Material for this exercise start
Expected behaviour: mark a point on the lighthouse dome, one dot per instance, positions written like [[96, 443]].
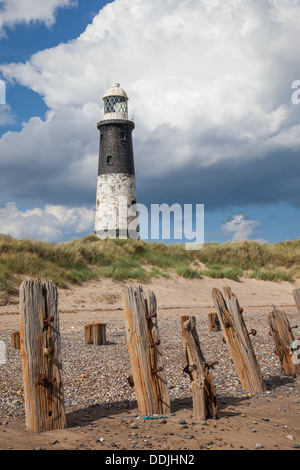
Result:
[[115, 103]]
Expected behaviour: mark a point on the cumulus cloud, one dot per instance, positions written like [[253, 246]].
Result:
[[240, 227], [13, 12], [53, 223], [209, 83]]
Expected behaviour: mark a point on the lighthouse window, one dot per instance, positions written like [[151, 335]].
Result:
[[115, 104]]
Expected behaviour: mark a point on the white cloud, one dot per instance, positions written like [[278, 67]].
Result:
[[26, 11], [53, 223], [240, 227], [208, 81], [208, 76], [2, 92]]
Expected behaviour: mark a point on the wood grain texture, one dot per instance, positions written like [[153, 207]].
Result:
[[95, 334], [147, 364], [296, 294], [281, 332], [41, 355], [213, 322], [205, 402], [15, 340], [238, 341]]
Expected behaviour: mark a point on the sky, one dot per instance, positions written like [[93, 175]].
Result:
[[214, 87]]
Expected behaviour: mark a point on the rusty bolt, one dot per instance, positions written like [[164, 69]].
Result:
[[43, 380], [211, 365], [252, 332], [49, 351], [157, 370], [148, 317]]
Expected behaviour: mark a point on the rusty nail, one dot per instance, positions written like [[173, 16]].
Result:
[[211, 365], [157, 370], [252, 332], [148, 317]]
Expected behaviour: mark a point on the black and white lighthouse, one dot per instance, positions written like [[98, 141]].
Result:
[[116, 215]]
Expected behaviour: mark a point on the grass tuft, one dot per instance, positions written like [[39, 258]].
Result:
[[90, 258]]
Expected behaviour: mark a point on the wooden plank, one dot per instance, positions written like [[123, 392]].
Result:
[[95, 334], [213, 322], [147, 364], [99, 334], [15, 340], [205, 402], [41, 355], [296, 294], [281, 332], [238, 341]]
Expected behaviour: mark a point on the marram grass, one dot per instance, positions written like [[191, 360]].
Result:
[[90, 258]]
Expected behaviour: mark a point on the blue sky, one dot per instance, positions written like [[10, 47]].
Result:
[[210, 85]]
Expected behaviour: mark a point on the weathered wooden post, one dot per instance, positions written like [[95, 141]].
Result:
[[15, 340], [213, 322], [205, 402], [95, 334], [296, 294], [238, 341], [146, 358], [281, 332], [41, 354]]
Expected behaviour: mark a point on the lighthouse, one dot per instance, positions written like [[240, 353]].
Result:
[[116, 213]]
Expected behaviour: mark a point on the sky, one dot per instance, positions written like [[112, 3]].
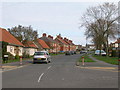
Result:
[[52, 17]]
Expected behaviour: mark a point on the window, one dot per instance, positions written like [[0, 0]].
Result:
[[11, 49]]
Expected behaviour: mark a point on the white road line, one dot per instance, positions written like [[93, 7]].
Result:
[[40, 77], [49, 67]]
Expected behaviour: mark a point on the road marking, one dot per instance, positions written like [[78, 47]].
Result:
[[17, 67], [49, 67], [40, 77], [112, 69]]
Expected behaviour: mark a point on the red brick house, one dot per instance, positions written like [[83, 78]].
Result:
[[14, 46], [54, 46], [69, 44], [63, 45], [41, 45], [30, 47]]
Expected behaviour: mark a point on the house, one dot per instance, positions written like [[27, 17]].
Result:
[[115, 45], [73, 46], [14, 46], [78, 47], [54, 46], [29, 47], [41, 45], [63, 45], [91, 47]]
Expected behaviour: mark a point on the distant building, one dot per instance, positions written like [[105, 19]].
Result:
[[29, 47], [91, 47], [63, 45], [42, 46], [54, 46], [115, 45], [14, 46]]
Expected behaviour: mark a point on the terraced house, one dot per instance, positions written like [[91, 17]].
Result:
[[42, 46], [63, 45], [54, 46], [29, 47], [14, 46]]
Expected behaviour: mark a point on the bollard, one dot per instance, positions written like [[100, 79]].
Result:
[[83, 61], [20, 60]]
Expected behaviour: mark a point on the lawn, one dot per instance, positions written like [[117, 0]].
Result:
[[86, 59], [17, 60], [111, 60]]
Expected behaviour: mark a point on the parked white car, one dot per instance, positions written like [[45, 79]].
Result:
[[41, 56], [103, 53]]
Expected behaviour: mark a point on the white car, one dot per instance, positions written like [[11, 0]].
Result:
[[41, 56], [103, 53]]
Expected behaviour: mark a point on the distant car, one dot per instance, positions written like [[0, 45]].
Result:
[[67, 53], [72, 52], [83, 51], [103, 53], [41, 56]]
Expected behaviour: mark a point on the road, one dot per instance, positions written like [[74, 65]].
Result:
[[61, 73]]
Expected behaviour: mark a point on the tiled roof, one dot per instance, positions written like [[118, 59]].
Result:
[[68, 42], [118, 41], [47, 39], [42, 43], [7, 37], [62, 41], [30, 44]]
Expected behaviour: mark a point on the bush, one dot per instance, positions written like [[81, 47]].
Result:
[[114, 53], [10, 56], [25, 55], [17, 57]]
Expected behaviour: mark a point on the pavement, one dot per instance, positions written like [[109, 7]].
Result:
[[15, 65], [62, 72]]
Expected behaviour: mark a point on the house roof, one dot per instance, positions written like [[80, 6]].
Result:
[[47, 39], [62, 41], [68, 42], [9, 38], [30, 44], [118, 41], [42, 43]]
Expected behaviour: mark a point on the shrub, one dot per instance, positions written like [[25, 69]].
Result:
[[25, 55], [17, 57]]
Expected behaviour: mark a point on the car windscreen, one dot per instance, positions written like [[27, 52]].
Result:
[[39, 53]]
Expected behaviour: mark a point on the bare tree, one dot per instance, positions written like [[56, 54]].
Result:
[[23, 33], [100, 23]]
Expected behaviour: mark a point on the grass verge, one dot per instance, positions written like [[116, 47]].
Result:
[[86, 59], [111, 60], [16, 60]]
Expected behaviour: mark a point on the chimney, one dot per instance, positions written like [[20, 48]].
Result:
[[44, 34], [65, 38], [50, 36], [58, 36], [70, 41]]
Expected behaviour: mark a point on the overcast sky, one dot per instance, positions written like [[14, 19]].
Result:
[[52, 18]]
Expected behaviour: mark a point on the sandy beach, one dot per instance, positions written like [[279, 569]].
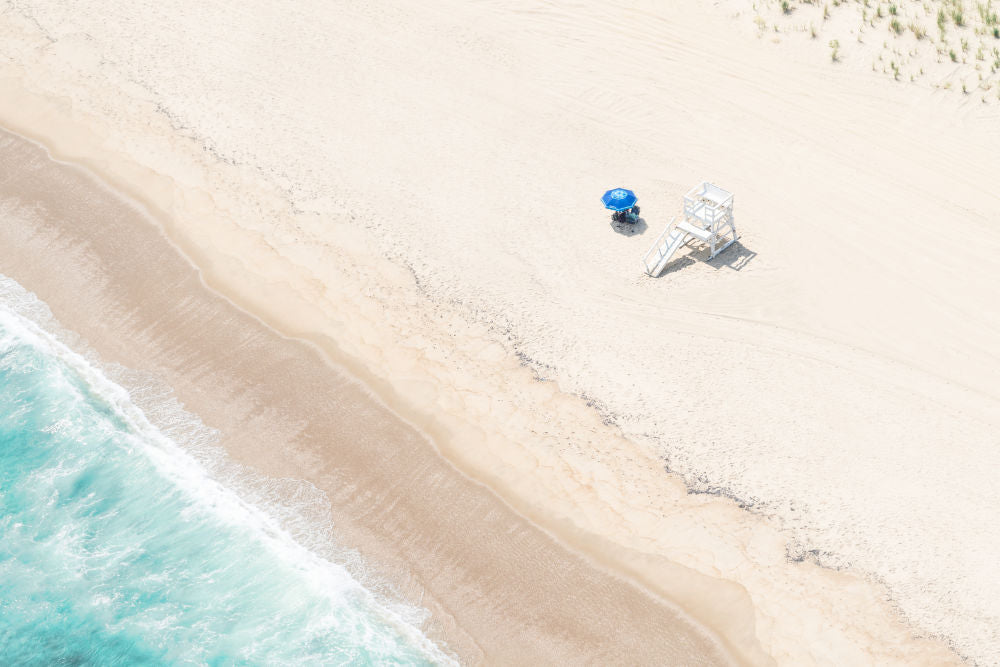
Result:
[[382, 226]]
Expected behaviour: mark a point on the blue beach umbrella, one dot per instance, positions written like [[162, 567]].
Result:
[[619, 199]]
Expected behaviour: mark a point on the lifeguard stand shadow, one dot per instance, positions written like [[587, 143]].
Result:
[[636, 228], [734, 257]]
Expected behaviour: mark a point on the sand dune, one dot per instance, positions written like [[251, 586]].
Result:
[[420, 185]]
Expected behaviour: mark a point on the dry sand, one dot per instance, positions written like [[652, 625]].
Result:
[[500, 590], [419, 186]]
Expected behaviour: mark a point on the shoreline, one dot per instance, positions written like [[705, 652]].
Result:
[[141, 343], [467, 367]]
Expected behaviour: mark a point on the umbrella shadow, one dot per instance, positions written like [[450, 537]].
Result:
[[630, 228]]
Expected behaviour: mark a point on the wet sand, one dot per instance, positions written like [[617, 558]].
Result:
[[499, 589]]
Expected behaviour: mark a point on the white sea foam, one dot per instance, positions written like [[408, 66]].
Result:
[[290, 517]]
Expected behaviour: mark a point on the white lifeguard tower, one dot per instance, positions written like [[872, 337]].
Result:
[[708, 217]]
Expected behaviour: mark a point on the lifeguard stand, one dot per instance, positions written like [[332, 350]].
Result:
[[708, 214], [708, 217]]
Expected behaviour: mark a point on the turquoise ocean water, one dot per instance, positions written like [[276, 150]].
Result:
[[117, 548]]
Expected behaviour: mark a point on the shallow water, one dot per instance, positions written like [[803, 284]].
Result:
[[116, 547]]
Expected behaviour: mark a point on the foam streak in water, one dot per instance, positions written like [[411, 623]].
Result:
[[118, 546]]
Material for this exercise end
### Goal
Format all of the records above as a JSON list of strings, one string per line, omitting blank lines. Leave the pictures out.

### Right answer
[
  "Expected behaviour: mark a point on the lighthouse dome, one dot per instance, positions written like [[96, 443]].",
  "Result:",
  "[[115, 103]]",
  "Expected behaviour: mark a point on the cumulus cloud, one dot per instance, positions written like [[253, 246]].",
  "Result:",
  "[[240, 227], [13, 12], [53, 223], [209, 83]]",
  "Expected behaviour: mark a point on the lighthouse window, one dot per instance, positions written like [[151, 335]].",
  "Result:",
  "[[115, 104]]",
  "Expected behaviour: mark a point on the white cloud, one dot per instance, positions written like [[278, 67]].",
  "Result:",
  "[[26, 11], [53, 223], [240, 227], [208, 81], [208, 76], [2, 92]]",
  "Expected behaviour: mark a point on the wood grain texture, one dot per instance, positions written like [[153, 207]].",
  "Result:",
  "[[95, 334], [147, 364], [296, 294], [281, 332], [41, 355], [213, 322], [205, 402], [15, 340], [238, 341]]",
  "Expected behaviour: mark a point on the sky, one dot per instance, positions written like [[93, 175]].",
  "Result:",
  "[[214, 87]]",
  "Expected behaviour: mark a point on the rusty bolt, one dot per instance, positions written like [[164, 69]].",
  "Result:",
  "[[43, 380], [211, 365], [252, 332], [49, 351], [157, 370], [148, 317]]",
  "Expected behaviour: mark a point on the rusty nail, one dot per instance, positions written like [[173, 16]].",
  "Result:",
  "[[211, 365], [157, 370], [252, 332], [148, 317]]",
  "Expected behaviour: mark a point on the black and white lighthouse, one dot per instance, positions written like [[98, 141]].",
  "Result:",
  "[[116, 215]]",
  "Expected behaviour: mark a point on the grass tuft, one dot per instance, positions written like [[39, 258]].",
  "Result:",
  "[[90, 258]]",
  "Expected behaviour: mark a point on the wooden plank, one dot per instance, positions written like [[123, 392]].",
  "Result:",
  "[[95, 334], [213, 322], [147, 364], [99, 334], [15, 340], [205, 402], [41, 355], [296, 294], [281, 332], [238, 341]]",
  "Expected behaviour: mark a point on the marram grass, one dot per instance, positions written like [[191, 360]].",
  "Result:",
  "[[90, 258]]",
  "Expected behaviour: mark a point on the blue sky, one dot per instance, positions written like [[10, 47]].",
  "Result:",
  "[[210, 85]]",
  "Expected behaviour: mark a point on the weathered wooden post, one dot per instance, positions written like [[95, 141]].",
  "Result:",
  "[[15, 340], [213, 322], [205, 402], [95, 334], [296, 294], [238, 341], [146, 358], [281, 332], [41, 354]]",
  "Expected behaviour: mark a point on the lighthouse, one dot per instance, positions written like [[240, 353]].",
  "Result:",
  "[[116, 213]]",
  "Expected behaviour: mark a point on the sky, one dot per instance, positions written like [[112, 3]].",
  "Result:",
  "[[52, 17]]",
  "Expected behaviour: mark a point on the window, one dot per instance, positions written like [[0, 0]].",
  "Result:",
  "[[11, 49]]",
  "Expected behaviour: mark a point on the white road line, one dot per instance, positions written like [[93, 7]].",
  "Result:",
  "[[40, 77], [49, 67]]",
  "Expected behaviour: mark a point on the road marking, one dot per instance, positions written like [[78, 47]].",
  "Result:",
  "[[17, 67], [49, 67], [40, 77], [112, 69]]",
  "Expected behaviour: mark a point on the red brick house, one dot per instance, positions written like [[83, 78]].",
  "Result:",
  "[[14, 46], [54, 46], [69, 44], [63, 45], [41, 45], [30, 47]]",
  "Expected behaviour: mark a point on the house, one dot per instance, positions written like [[27, 17]].",
  "Result:",
  "[[115, 45], [73, 46], [14, 46], [78, 47], [54, 46], [29, 47], [41, 45], [63, 45], [91, 47]]",
  "Expected behaviour: mark a point on the distant building, one dot per instance, positions written like [[105, 19]].",
  "Result:",
  "[[29, 47], [91, 47], [63, 45], [42, 46], [54, 46], [115, 45], [14, 46]]",
  "Expected behaviour: mark a point on the terraced house, one dot per instance, positions written like [[91, 17]].",
  "Result:",
  "[[42, 46], [63, 45], [54, 46], [29, 47], [14, 46]]",
  "Expected behaviour: mark a point on the bollard, one dot per instance, positions written like [[100, 79]].",
  "Result:",
  "[[83, 61], [20, 60]]",
  "Expected behaviour: mark a point on the lawn, one dot per instance, positions written like [[117, 0]].",
  "Result:",
  "[[86, 59], [17, 60], [111, 60]]",
  "Expected behaviour: mark a point on the parked white car, one dot per instance, positions written like [[45, 79]].",
  "Result:",
  "[[41, 56], [103, 53]]",
  "Expected behaviour: mark a point on the white car, one dot per instance, positions written like [[11, 0]].",
  "Result:",
  "[[41, 56], [103, 53]]",
  "Expected behaviour: mark a point on the distant car, one dot per instance, positions written like [[0, 45]].",
  "Result:",
  "[[67, 53], [72, 52], [83, 51], [103, 53], [41, 56]]",
  "Expected behaviour: mark a point on the road, one dot per instance, positions written like [[74, 65]].",
  "Result:",
  "[[61, 73]]",
  "Expected behaviour: mark a point on the tiled roof, one dot per instance, positions written like [[118, 59]].",
  "Result:",
  "[[68, 42], [118, 41], [47, 39], [42, 43], [7, 37], [62, 41], [30, 44]]",
  "Expected behaviour: mark a point on the bush, one dot per instance, positions written like [[81, 47]].",
  "Result:",
  "[[114, 53], [10, 56], [25, 55], [17, 57]]",
  "Expected behaviour: mark a point on the pavement, one dot per instance, positions written like [[109, 7]].",
  "Result:",
  "[[15, 65], [62, 72]]",
  "Expected behaviour: mark a point on the house roof, one dot per instance, positions written like [[80, 6]].",
  "Result:",
  "[[47, 39], [62, 41], [68, 42], [9, 38], [30, 44], [118, 41], [42, 43]]",
  "Expected behaviour: mark a point on the shrub, one dot per instance, positions written like [[25, 69]].",
  "Result:",
  "[[25, 55], [17, 57]]",
  "Expected behaviour: mark a point on the car windscreen, one dot per instance, positions written like [[27, 52]].",
  "Result:",
  "[[39, 53]]",
  "Expected behaviour: mark a point on the bare tree, one dot per instance, positions written like [[56, 54]].",
  "Result:",
  "[[23, 33], [100, 23]]",
  "Expected behaviour: mark a point on the grass verge, one dot per instance, positions written like [[116, 47]].",
  "Result:",
  "[[86, 59], [111, 60], [16, 60]]",
  "Expected behaviour: mark a point on the chimney, one dot per instance, positions written like [[20, 48]].",
  "Result:",
  "[[44, 34], [65, 38], [50, 36], [58, 36], [70, 41]]",
  "Expected behaviour: mark a point on the overcast sky, one dot per instance, positions written like [[14, 19]].",
  "Result:",
  "[[52, 18]]",
  "Expected behaviour: mark a point on the sandy beach, one dot per instance, positions written like [[279, 569]].",
  "Result:",
  "[[382, 226]]",
  "Expected behaviour: mark a point on the blue beach umbrella, one dot per instance, positions written like [[162, 567]].",
  "Result:",
  "[[619, 199]]",
  "Expected behaviour: mark a point on the lifeguard stand shadow, one dot per instance, positions written like [[587, 143]].",
  "Result:",
  "[[636, 228], [734, 257]]",
  "Expected behaviour: mark a point on the sand dune, one dot per instance, positions written like [[251, 586]].",
  "Result:",
  "[[420, 185]]",
  "Expected behaviour: mark a point on the dry sand, one dot per instance, positions written like [[652, 625]].",
  "Result:",
  "[[500, 590], [419, 186]]",
  "Expected behaviour: mark a point on the shoreline, one dot per instance, positions written like [[705, 652]].",
  "Result:",
  "[[141, 343], [467, 367]]",
  "Expected behaviour: mark a point on the umbrella shadow, one dot per instance, positions written like [[450, 537]].",
  "Result:",
  "[[630, 228]]",
  "Expected behaviour: mark a point on the wet sand, one dot per instance, positions written like [[617, 558]].",
  "Result:",
  "[[499, 589]]",
  "Expected behaviour: mark a point on the white sea foam, one dot per instance, positions written like [[408, 66]].",
  "Result:",
  "[[290, 517]]",
  "Expected behaviour: mark a point on the white lifeguard tower, one dot per instance, positions written like [[872, 337]].",
  "Result:",
  "[[708, 217]]",
  "Expected behaviour: mark a point on the lifeguard stand, one dot per instance, positions written like [[332, 350]].",
  "Result:",
  "[[708, 214], [708, 217]]",
  "Expected behaviour: mark a point on the turquoise ocean water, one dot per instance, positions written like [[276, 150]].",
  "Result:",
  "[[117, 548]]",
  "Expected behaviour: mark a point on the shallow water, one dot per instance, positions written like [[803, 284]].",
  "Result:",
  "[[116, 547]]",
  "Expected behaviour: mark a point on the foam streak in water, one dot per instance, positions written like [[411, 623]].",
  "Result:",
  "[[118, 546]]"
]